PASSAGE PROVIDED —
Updated: September 18, 2021 11:02:04 am
To prevent revenue leakage from the tax payable by restaurants in the country, the GST Council Friday approved a proposal to make food-delivery platforms like Zomato and Swiggy responsible for collecting and depositing the 5 per cent GST applicable on food with the government, effective January 1.
Even as the move may push tax collections from restaurants, it may cause an increase in compliance burden for restaurants as well as the food-aggregators. Most significantly, tax experts pointed out, the move may result in restaurants having to keep two separate books of accounts — one for their normal business and one for what they supply through online platforms.
Particularly, the move may impact restaurants with annual turnover less than Rs 20 lakh and were not liable to pay GST. “In essence, the compliance burden is likely to be shifted to food aggregators. From a consumer perspective, there should not be a material change because consumer will still pay 5 per cent GST on food. Small restaurants, which have less than Rs 20 lakh of turnover, are exempt from GST but if food-aggregators are made responsible, perhaps GST will be applicable on the smaller restaurants too,” Pratik Jain, partner, Price Waterhouse & Co, LLP said.
The pandemic proved to be a shot in the arm for food-delivery platforms and the delivery segment for restaurants with the order volumes for aggregators like Zomato and Swiggy surging to 120 per cent of pre-covid levels towards the end of last year, after the initial lockdowns. This also translated in higher delivery business for restaurants.

PROVIDED MATERIAL —
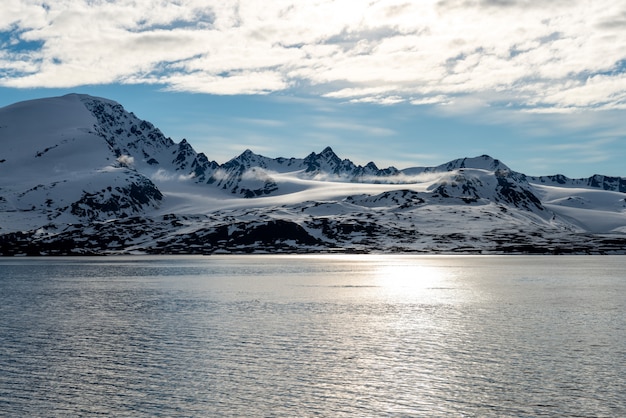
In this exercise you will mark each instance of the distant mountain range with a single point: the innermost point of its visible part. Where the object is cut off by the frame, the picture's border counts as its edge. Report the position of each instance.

TO DO — Could you copy out the full GST food-delivery article above, word for word?

REPLY —
Updated: September 18, 2021 11:02:04 am
To prevent revenue leakage from the tax payable by restaurants in the country, the GST Council Friday approved a proposal to make food-delivery platforms like Zomato and Swiggy responsible for collecting and depositing the 5 per cent GST applicable on food with the government, effective January 1.
Even as the move may push tax collections from restaurants, it may cause an increase in compliance burden for restaurants as well as the food-aggregators. Most significantly, tax experts pointed out, the move may result in restaurants having to keep two separate books of accounts — one for their normal business and one for what they supply through online platforms.
Particularly, the move may impact restaurants with annual turnover less than Rs 20 lakh and were not liable to pay GST. “In essence, the compliance burden is likely to be shifted to food aggregators. From a consumer perspective, there should not be a material change because consumer will still pay 5 per cent GST on food. Small restaurants, which have less than Rs 20 lakh of turnover, are exempt from GST but if food-aggregators are made responsible, perhaps GST will be applicable on the smaller restaurants too,” Pratik Jain, partner, Price Waterhouse & Co, LLP said.
The pandemic proved to be a shot in the arm for food-delivery platforms and the delivery segment for restaurants with the order volumes for aggregators like Zomato and Swiggy surging to 120 per cent of pre-covid levels towards the end of last year, after the initial lockdowns. This also translated in higher delivery business for restaurants.